*DOCUMENT EXTRACT*
Content starts

Hay Group: Tips for boosting underperforming teams

11 September 2014 Consultancy.uk

It’s one of the most common issues within organisations – stressed and underperforming teams. For managers, the key question is: how can symptoms of underperforming teams timely be identified and more importantly, how can they effectively be addressed? Sharon Crabtree, Associate Director at Hay Group, walks through three common symptoms and offers suggested cures aimed at re-engaging staff.

Symptom: Your team is unsettled since a restructure has been announced. Rumours of new ways of working are rife. People don’t know what’s expected of them. Sometimes blank faces stare back at you in team meetings. Behaviour varies from 100 questions a minute to dumfounded silence, and sometimes your team simply don’t seem engaged no matter what you do. You get the impression that people are talking and coming to some inaccurate conclusions.

Hay Group - Underperforming Teams

Cure: Create clarity immediately. You need to defuse the situation before it becomes a lethal cocktail. People want to understand about their new roles and how they fit into the bigger picture. The manager needs to take urgent action. They should hold an open team meeting explaining what’s happening and why, warts and all. This should be followed up with individual meetings, one on one with the manager for everyone in the team to air their views and concerns and allow both parties to get clarity on the new roles, perceived difficulties and any other concerns about what people think or feel.

Fundamental to treating this symptom is the creation of clarity. Without this, all other interventions will be superficial. This cure is most effective when people understand the bigger picture and their role/contribution within it. If that detailed role clarity does not exist at the time of announcing the restructure, people just need to understand that as soon as it does it will be shared and that no bad news is being held back.

Symptom: You are working hard to create clarity, however some of your team are clearly demotivated. You notice a variety of behaviours ranging from lack of interest, long lunch breaks, to unhelpful, uncooperative behaviour and silly mistakes are being made causing an unpleasant and unproductive environment. You’re finding it hard to get around your team members and to give them the time, attention and care needed – you have a day job too after all.

Content ends

*MATERIAL SUPPLIED*
Content starts

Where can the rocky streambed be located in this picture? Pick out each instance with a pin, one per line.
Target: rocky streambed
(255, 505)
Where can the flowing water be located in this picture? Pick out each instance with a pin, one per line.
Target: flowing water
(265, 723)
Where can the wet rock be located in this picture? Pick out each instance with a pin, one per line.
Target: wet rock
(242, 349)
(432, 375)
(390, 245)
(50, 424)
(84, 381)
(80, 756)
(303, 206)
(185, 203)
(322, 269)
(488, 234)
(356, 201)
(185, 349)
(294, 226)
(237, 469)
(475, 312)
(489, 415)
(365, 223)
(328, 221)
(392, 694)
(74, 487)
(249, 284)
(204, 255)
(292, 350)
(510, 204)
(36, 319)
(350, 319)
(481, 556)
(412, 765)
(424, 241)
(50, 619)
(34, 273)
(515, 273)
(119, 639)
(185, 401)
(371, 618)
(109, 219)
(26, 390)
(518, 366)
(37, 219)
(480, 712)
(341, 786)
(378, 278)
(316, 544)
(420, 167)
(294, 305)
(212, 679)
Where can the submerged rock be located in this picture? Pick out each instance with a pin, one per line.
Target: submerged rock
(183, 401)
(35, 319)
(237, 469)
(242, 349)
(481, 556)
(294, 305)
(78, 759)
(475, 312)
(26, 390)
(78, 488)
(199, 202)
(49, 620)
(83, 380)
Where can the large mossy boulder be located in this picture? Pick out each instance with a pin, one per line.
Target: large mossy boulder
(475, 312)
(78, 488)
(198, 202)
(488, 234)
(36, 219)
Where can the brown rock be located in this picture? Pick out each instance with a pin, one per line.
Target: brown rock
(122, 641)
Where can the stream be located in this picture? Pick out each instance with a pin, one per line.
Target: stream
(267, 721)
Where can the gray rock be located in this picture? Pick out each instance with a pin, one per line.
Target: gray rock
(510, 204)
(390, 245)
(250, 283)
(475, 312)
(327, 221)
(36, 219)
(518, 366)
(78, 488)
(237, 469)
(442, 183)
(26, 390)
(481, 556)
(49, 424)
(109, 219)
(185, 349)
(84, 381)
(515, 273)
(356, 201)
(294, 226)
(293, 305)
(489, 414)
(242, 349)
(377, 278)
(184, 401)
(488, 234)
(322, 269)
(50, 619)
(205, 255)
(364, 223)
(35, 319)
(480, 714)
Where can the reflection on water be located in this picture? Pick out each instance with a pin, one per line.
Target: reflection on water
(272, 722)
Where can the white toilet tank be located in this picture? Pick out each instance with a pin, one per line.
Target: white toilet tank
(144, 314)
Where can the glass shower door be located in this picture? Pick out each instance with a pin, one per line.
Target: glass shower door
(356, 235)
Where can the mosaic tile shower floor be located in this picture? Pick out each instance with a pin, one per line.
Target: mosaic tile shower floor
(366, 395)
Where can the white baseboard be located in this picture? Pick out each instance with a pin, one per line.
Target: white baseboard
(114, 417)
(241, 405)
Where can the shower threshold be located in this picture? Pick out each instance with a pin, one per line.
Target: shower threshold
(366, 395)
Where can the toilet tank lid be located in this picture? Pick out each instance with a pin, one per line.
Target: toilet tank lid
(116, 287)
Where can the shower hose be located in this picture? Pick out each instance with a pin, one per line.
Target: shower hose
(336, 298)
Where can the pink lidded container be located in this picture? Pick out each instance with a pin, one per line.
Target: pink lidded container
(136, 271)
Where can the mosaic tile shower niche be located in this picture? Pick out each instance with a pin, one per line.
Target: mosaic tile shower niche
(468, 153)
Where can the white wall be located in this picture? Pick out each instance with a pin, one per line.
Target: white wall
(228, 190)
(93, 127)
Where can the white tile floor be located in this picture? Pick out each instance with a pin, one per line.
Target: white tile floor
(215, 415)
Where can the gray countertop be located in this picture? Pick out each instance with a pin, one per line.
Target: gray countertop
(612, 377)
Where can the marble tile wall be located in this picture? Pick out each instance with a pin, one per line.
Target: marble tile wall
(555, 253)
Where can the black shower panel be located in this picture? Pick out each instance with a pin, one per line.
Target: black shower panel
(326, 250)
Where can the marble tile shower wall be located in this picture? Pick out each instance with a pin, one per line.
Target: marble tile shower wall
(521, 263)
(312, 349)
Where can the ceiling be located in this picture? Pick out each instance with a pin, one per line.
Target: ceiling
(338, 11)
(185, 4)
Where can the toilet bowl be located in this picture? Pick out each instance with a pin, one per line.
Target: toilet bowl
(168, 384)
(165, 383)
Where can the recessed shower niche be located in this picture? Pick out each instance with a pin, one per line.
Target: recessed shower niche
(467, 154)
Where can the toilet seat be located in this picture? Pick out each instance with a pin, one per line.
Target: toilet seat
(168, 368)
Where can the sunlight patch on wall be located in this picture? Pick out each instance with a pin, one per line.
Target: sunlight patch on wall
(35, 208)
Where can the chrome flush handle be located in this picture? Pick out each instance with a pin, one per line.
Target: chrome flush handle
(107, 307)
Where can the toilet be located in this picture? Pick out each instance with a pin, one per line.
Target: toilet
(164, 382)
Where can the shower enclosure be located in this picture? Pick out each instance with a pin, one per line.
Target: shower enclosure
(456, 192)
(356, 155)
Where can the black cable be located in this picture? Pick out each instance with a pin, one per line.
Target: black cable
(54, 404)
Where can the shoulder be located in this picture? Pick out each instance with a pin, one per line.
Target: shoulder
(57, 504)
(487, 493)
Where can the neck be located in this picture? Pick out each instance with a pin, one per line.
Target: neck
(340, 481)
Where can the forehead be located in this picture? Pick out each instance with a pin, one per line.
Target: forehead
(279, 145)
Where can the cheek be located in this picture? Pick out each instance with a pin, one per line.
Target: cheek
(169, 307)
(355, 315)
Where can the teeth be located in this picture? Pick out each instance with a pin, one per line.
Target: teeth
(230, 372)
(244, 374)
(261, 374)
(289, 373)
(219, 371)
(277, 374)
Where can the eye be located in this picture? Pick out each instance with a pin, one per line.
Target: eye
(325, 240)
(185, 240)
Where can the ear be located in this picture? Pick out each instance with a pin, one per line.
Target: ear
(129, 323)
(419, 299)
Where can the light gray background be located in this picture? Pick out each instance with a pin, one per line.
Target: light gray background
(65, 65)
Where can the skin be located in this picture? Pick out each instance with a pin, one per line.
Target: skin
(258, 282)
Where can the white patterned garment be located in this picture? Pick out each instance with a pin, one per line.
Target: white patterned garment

Content ends

*APPLY WHAT YOU READ*
1 - Answer these questions from the underperforming-teams article:
(a) What position does Sharon Crabtree hold at Hay Group?
(b) In the cure for the first symptom, what should follow the open team meeting?
(c) In the second symptom, what does the manager have besides the team to look after?
2 - Transcribe the underperforming-teams article from "11 September 2014" up to and including "at re-engaging staff.".
The listing after the underperforming-teams article is separate material with no connection to the article.

*TASK RESULTS*
1 -
(a) Associate Director.
(b) Individual one-on-one meetings with the manager for everyone in the team.
(c) A day job.

2 -
11 September 2014 Consultancy.uk

It’s one of the most common issues within organisations – stressed and underperforming teams. For managers, the key question is: how can symptoms of underperforming teams timely be identified and more importantly, how can they effectively be addressed? Sharon Crabtree, Associate Director at Hay Group, walks through three common symptoms and offers suggested cures aimed at re-engaging staff.